** Your instructions **
Reproduce all the lines below exactly and omit the images.

====== Dataset rows ======

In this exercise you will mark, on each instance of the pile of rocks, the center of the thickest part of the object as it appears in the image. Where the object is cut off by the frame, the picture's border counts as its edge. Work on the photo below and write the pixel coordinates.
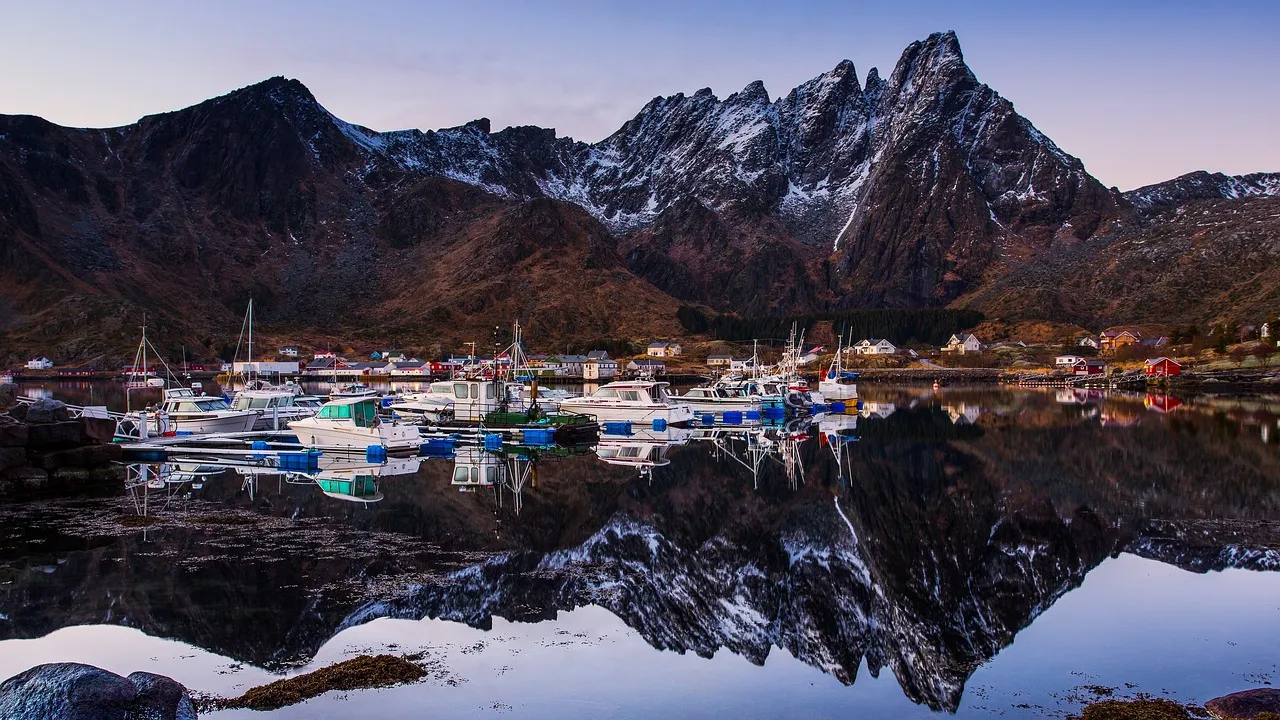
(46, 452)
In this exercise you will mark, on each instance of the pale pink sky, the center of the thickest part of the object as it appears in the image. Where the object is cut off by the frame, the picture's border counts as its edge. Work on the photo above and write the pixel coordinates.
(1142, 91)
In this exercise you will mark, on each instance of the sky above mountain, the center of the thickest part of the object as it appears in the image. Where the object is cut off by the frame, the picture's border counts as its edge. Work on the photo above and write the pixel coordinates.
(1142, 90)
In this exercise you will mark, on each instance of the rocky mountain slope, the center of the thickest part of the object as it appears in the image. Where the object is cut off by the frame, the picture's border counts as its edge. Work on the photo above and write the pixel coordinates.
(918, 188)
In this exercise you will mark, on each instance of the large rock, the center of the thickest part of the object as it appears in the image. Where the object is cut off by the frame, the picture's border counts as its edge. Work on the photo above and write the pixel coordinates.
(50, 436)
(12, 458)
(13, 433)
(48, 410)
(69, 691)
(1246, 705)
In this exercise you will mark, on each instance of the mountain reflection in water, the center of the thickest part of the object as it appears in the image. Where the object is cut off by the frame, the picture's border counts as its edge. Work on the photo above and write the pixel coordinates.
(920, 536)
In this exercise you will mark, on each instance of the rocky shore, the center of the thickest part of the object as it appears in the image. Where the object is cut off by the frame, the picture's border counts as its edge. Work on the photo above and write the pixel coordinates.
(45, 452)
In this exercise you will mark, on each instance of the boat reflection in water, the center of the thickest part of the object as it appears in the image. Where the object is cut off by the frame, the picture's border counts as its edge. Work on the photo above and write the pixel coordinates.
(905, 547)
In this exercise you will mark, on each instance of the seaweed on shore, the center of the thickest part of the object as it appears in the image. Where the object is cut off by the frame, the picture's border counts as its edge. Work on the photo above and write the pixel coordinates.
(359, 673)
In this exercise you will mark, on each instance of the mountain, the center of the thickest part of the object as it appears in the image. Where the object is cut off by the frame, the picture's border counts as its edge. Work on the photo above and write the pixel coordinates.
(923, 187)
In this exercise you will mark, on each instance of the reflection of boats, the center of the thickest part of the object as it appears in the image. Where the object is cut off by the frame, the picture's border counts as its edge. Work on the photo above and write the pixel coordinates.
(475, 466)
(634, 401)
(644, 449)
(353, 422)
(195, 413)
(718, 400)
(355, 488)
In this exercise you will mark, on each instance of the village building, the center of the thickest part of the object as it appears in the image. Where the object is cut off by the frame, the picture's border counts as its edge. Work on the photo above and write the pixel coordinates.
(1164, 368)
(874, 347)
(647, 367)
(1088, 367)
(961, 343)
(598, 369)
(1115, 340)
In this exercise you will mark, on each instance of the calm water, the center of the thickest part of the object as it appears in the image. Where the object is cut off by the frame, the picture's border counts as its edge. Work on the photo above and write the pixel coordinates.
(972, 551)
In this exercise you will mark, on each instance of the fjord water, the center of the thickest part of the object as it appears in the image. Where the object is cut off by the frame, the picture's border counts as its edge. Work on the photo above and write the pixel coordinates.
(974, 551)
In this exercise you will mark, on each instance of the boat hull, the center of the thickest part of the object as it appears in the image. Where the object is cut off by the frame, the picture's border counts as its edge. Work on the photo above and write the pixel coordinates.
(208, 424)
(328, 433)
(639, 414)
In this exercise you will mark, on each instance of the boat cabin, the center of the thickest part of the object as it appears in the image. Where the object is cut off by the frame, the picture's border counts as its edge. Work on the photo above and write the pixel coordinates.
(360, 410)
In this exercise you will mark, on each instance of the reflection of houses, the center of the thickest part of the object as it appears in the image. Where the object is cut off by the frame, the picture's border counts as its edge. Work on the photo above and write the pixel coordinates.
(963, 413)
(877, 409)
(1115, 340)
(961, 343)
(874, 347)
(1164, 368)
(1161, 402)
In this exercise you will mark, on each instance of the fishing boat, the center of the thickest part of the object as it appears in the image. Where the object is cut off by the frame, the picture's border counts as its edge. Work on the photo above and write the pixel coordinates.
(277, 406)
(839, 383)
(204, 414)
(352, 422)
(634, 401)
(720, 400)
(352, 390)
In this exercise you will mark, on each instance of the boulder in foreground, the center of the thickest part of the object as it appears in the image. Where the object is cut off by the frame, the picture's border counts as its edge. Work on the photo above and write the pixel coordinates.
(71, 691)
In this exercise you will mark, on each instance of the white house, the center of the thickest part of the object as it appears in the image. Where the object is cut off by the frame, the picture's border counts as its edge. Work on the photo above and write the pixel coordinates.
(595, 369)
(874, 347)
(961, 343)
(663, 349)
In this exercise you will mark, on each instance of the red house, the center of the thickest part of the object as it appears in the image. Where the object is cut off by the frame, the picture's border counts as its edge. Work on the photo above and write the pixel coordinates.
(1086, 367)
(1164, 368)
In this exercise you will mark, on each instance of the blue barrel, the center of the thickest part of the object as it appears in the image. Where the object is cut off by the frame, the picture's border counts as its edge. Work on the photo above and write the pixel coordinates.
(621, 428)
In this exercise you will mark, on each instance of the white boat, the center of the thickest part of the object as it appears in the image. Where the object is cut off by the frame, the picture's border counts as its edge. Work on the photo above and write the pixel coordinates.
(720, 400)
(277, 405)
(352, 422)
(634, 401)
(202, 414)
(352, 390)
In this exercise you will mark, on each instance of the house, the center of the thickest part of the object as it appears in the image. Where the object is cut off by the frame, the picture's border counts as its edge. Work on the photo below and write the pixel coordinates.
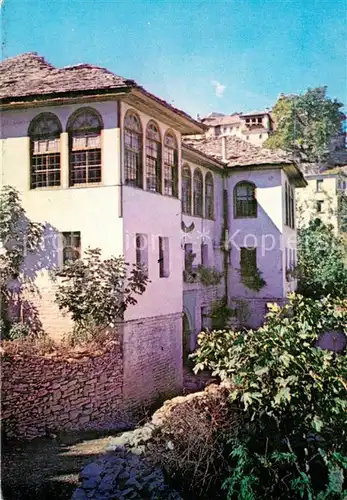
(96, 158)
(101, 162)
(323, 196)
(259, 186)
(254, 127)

======

** Solution **
In this exercise you will mark, on each instance of the pile of rocks, the center of the thickest part of the object as it appears in the image. Where the object is cut off by the frame, the picture's border counts as its edge. Work on the photo below and write the pixel coordinates.
(46, 452)
In this exercise you will mark, on each instance of the pale pink sky, the center of the thickest part of the object as it appears in the image. Where the object is cut off by the frame, the picture's border counts as its edge. Work on the photo above and write the pixel coordinates.
(1142, 91)
In this exercise you will mark, on each instance of the sky above mountain, the center of the thickest part of the object as it appears in the image. Where the object is cut off by the frame, the picture's border counts as its edge. Work on the photo above and write the pixel coordinates.
(1142, 90)
In this exercise you will mark, on each instance of the rocky mountain slope, the center of the thickest part of the object as it appears in the image. Where the object is cut off by the frame, the picture's border counts as its edge. Work on the photo above and write the pixel coordinates.
(918, 188)
In this exercise you will mark, on each instance of the large rock, the center of the thickest part of the object as it appears in the image. Where the object is cut off by the frame, the picture's border counts as its edge. Work on the photo above and write the pixel coordinates.
(50, 436)
(12, 458)
(13, 433)
(48, 410)
(69, 691)
(1246, 705)
In this exercise you will mark, on each instance of the mountain reflection in water, the center of the thickest part of the object as it appears in the image. Where the object is cut off by the frame, the picture's border counts as its edge. Work on the photo above and write the pixel coordinates.
(920, 536)
In this exercise you will mark, on each instance of the rocky shore, the center of the thickest part of the object as it appears in the image. Where the object is cut off by the frame, the picture's border counts as its edge. Work on the photo above and write the pixel coordinates.
(45, 452)
In this exercise you will mark, on each instance of the boat reflection in water, the center of the thickest part of the object as it appears in the image. Where the object is cut off by the frame, the picture's border counts as its edge. Work on the photo above and write the pixel coordinates.
(905, 547)
In this exercise you will mark, on each instance of the seaweed on shore, the center of the thickest part of the object as it appears in the image. Where the object is cut off by the frame, the picture's border counts as its edge. Work on the photo above and write the pixel coordinates.
(359, 673)
In this exercise you will mark, on each instance of the mountain, the center of the thickest part of the object as it appears in the image. Where the object is cut off by the frame, the picture's border counts as its edge. Work on the photo above and write the pixel coordinates.
(923, 187)
In this exercise you will mark, on each instance of the reflection of boats, the center of the thickest part of the object as it appears in the image. Where the object is cut off by the frame, the picture's border counts as its edge. Work on the photo above and write the pixel coordinates.
(475, 466)
(634, 401)
(644, 449)
(353, 422)
(195, 413)
(718, 400)
(355, 488)
In this exercise you will mark, on each instance of the village building, the center of the thickest part of the object as it appears in the image. Where the object is cut off by the frame, the picture's border counts as its edge. Work on the photo above and write the pixel coordinates.
(1164, 368)
(874, 347)
(647, 367)
(1088, 367)
(961, 343)
(598, 369)
(1115, 340)
In this exercise you will mark, on each instance of the calm water, the center of the thickest part of the object as it appears in the image. Where the object is cut off by the frame, the picture's border counts as its edge. Work on the photo above and write the pixel coordinates.
(972, 551)
In this exercise you will mark, on each instance of the fjord water, the center of the thickest part of the object as it appears in the image. Where the object is cut off by the frame, the picture's border counts as its edge. Work on the photo above and write the pixel coordinates.
(974, 551)
In this exercise you will mark, on each instance of the boat hull, the center of the thickest part of the object as it appears in the image. Where the object is cut off by the frame, the picture's border counts as its edge. Work on the photo above and write the pixel coordinates.
(208, 424)
(328, 433)
(639, 414)
In this exercise you will mark, on each instance of the boat cabin, the center of the thickest part of the object as it appears in the image. Where the object is cut off by the frame, the picture's border counts as its edge. Work on the photo above and write the pixel coordinates.
(360, 410)
In this exercise you will mark, on each instance of the reflection of houses, the center of the thickest part of the object as it appears in the image. Where the object is cut off by the frame, the picture's border counts as its edge. Work on the photo above and write the pixel coordinates.
(963, 413)
(877, 409)
(1115, 340)
(961, 343)
(874, 347)
(1164, 368)
(1161, 402)
In this exercise you will mark, on each instance of the fishing boat, the center of the thickest part of the object as it appears in the image. Where the object is cut off by the frame, the picture's border counts as its edge. Work on the photo above and write the pixel coordinates.
(277, 406)
(839, 383)
(204, 414)
(352, 422)
(634, 401)
(720, 400)
(352, 390)
In this exercise you will mark, on each instance of the boulder in foreground, the center of the thickest part of the object as it appears in the image. Where the object is cut off by the frame, the picture's border counts as its edge. Work on the photo above and write the pixel coordinates.
(71, 691)
In this exercise you will mark, on each instance of the white house, the center of the thickest part of the object as it appears in the image. Where the object is cut off by the frame, the picture's border counts as its edge. Work on the photo above and write the pixel coordinates.
(595, 369)
(874, 347)
(961, 343)
(663, 349)
In this exercise you will mark, on each instance of the red house, the center of the thickest part of the object as it appears in the image. Where the object is cut off by the frame, the picture's border counts as its edge. Work on the photo above and write the pixel coordinates.
(1086, 367)
(1164, 368)
In this exercise you will mark, on each instance of the blue barrel, the center of the thickest part of the object as it appears in the image. Where the object is cut off by the frame, the picture's border counts as its edge. Work on the photo above and write the pixel coordinates.
(621, 428)
In this exercise you will mark, on each instance of the white boat, the center of the thickest part of the object as it appears in the image. Where the object is cut off by the frame, the picture's border counts as its edge. Work on the photo above and write the pixel coordinates.
(720, 400)
(277, 405)
(352, 422)
(634, 401)
(202, 414)
(352, 390)
In this exercise you will mark, on each instance of the house, the center of the thickest part of the object as it appears in the image. Where the object is cut off by the frame, the picture's border counts as its edge. Work on the photo below and write the pixel coordinates.
(96, 158)
(101, 162)
(323, 196)
(259, 186)
(254, 127)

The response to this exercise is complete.